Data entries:
■ ■ ■ ■ ■

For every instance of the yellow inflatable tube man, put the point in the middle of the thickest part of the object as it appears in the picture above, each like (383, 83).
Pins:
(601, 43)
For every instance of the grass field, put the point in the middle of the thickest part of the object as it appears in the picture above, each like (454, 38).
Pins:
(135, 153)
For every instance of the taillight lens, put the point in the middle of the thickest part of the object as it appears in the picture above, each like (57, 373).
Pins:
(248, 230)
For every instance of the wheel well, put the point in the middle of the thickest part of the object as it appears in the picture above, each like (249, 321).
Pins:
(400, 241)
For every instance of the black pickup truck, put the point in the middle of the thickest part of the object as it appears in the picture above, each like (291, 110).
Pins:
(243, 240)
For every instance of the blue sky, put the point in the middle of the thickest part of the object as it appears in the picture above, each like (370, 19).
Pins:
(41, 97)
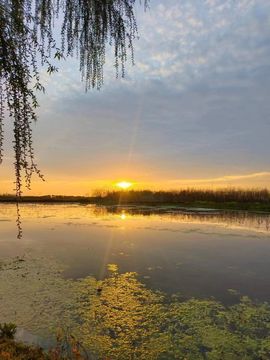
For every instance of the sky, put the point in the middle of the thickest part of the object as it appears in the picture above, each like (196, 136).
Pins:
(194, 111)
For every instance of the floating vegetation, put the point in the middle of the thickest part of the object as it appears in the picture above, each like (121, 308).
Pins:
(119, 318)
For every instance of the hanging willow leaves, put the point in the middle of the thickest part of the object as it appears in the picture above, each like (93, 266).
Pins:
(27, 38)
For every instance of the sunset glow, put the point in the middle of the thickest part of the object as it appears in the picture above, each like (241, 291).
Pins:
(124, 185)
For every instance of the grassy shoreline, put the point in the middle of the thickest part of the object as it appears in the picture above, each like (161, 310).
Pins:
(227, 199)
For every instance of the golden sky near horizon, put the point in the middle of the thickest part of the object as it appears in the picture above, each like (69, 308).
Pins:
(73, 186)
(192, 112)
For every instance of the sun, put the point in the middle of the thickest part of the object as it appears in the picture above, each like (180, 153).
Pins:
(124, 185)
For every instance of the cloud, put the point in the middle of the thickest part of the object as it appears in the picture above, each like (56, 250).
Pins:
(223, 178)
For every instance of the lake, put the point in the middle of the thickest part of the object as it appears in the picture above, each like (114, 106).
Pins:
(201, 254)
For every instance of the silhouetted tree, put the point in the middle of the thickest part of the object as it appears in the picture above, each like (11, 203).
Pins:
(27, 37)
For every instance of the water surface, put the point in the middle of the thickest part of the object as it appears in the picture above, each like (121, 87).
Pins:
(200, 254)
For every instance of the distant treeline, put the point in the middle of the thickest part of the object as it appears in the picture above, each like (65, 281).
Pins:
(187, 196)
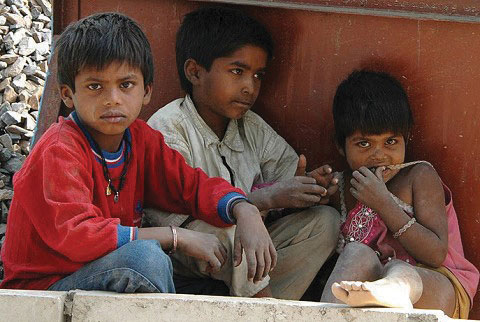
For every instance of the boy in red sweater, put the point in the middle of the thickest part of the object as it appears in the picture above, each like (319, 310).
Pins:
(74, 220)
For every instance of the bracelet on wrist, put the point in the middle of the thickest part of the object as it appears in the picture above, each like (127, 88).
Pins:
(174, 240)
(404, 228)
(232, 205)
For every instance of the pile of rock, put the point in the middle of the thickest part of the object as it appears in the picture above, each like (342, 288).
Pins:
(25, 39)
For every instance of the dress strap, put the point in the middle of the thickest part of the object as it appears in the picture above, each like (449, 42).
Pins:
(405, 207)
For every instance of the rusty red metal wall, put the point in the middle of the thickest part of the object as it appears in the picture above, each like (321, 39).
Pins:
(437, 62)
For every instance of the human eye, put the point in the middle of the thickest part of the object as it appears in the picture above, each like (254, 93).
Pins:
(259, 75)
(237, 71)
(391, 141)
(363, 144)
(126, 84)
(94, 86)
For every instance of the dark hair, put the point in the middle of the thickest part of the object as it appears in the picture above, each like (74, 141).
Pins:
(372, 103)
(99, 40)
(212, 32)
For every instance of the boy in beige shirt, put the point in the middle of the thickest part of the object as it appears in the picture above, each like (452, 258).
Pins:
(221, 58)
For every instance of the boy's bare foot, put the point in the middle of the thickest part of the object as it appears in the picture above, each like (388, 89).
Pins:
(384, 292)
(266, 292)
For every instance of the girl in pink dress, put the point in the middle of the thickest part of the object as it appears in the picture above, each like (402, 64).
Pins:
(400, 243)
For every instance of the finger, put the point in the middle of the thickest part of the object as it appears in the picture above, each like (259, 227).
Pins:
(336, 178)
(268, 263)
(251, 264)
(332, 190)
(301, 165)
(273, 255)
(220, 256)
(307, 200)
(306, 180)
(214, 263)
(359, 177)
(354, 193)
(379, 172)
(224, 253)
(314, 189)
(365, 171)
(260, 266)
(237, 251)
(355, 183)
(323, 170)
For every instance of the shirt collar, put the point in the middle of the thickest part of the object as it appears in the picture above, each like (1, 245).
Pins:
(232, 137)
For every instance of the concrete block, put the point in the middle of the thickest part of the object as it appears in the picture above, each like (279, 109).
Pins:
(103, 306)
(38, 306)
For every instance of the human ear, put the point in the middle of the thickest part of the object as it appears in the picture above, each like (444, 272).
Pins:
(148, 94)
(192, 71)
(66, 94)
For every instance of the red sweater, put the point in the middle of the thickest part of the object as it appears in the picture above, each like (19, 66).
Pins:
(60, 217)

■ ■ ■ ■ ■

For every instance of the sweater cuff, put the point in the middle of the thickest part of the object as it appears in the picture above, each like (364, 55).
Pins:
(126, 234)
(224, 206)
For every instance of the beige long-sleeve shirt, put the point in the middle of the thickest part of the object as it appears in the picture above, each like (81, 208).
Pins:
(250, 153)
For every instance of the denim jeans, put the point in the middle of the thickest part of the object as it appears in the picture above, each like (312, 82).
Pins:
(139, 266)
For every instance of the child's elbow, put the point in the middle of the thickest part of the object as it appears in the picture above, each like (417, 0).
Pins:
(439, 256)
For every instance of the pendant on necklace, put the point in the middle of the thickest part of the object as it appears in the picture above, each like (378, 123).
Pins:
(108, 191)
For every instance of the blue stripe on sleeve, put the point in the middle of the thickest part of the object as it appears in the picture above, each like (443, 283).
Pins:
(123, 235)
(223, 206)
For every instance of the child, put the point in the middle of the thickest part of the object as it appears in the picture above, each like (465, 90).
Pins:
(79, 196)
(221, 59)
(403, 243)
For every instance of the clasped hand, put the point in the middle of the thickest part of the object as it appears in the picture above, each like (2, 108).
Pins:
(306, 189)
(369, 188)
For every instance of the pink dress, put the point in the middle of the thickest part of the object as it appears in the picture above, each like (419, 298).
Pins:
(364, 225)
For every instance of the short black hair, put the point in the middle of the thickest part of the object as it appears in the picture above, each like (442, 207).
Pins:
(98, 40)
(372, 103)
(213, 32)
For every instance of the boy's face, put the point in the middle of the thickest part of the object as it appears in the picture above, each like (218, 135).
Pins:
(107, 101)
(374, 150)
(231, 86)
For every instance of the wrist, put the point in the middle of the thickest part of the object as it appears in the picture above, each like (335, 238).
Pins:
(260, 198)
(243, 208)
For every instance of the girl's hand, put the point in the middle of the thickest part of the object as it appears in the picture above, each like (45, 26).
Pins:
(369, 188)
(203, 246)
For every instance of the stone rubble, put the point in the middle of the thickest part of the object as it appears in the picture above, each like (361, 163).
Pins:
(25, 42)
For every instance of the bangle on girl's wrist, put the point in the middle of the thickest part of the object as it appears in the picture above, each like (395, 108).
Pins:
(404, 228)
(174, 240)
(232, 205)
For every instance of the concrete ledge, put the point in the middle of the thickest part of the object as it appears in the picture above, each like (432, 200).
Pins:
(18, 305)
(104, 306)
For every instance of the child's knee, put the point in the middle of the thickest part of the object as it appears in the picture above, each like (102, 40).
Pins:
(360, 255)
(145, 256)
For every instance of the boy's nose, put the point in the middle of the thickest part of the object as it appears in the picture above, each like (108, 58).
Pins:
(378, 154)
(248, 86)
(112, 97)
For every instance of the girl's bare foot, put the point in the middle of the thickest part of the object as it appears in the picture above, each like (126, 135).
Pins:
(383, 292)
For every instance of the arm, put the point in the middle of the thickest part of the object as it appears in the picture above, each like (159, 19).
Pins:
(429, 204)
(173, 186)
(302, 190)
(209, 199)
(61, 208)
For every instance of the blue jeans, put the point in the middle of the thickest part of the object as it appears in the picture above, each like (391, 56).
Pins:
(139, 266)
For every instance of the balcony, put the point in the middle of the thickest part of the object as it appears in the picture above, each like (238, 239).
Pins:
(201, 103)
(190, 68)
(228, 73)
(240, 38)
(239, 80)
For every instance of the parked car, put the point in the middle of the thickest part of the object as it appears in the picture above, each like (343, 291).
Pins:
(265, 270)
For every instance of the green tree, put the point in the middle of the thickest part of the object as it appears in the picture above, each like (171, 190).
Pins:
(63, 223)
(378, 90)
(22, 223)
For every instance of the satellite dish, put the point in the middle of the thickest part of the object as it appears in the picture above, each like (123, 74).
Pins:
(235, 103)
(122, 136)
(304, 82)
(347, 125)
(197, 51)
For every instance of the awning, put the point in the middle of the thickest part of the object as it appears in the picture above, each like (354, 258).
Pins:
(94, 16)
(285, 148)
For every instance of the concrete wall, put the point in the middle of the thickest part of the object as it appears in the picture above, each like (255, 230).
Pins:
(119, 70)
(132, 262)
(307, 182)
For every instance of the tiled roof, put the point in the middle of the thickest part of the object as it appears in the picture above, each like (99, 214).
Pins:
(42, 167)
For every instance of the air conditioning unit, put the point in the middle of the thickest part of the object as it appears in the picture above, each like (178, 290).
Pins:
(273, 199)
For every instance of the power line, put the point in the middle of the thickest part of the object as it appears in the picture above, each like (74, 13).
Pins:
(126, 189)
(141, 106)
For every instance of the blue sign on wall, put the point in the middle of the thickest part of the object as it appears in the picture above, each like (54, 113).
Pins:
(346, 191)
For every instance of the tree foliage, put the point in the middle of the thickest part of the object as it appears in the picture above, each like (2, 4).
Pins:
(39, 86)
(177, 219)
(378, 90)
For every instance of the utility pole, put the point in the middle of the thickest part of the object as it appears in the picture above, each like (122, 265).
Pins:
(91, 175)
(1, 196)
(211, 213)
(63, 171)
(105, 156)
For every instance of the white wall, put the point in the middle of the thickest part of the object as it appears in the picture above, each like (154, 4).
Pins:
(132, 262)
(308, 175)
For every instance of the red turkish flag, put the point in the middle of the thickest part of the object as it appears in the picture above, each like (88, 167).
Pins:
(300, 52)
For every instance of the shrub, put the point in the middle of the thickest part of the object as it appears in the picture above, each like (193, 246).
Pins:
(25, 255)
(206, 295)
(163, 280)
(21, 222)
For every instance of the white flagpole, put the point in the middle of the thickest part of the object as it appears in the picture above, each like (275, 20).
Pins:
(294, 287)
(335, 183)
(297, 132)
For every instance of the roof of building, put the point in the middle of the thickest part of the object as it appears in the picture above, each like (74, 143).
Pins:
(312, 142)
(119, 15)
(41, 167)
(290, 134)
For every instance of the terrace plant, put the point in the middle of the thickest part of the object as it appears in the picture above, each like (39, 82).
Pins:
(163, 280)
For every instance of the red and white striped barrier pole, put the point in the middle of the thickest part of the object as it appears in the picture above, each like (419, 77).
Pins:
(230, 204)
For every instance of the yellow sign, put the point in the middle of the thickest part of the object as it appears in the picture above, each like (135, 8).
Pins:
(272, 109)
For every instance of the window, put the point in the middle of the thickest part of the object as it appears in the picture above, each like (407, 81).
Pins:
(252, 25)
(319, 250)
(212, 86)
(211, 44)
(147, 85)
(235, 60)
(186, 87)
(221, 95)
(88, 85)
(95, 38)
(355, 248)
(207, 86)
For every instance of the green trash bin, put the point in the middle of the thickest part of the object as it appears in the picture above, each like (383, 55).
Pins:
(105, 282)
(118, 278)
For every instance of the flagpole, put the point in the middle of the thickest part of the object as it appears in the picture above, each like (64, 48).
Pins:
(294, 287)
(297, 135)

■ ■ ■ ■ ■

WORK INSTRUCTION: Provide the number of lines above that include the string "concrete", with no other words.

ANSWER TO THE EXERCISE: 3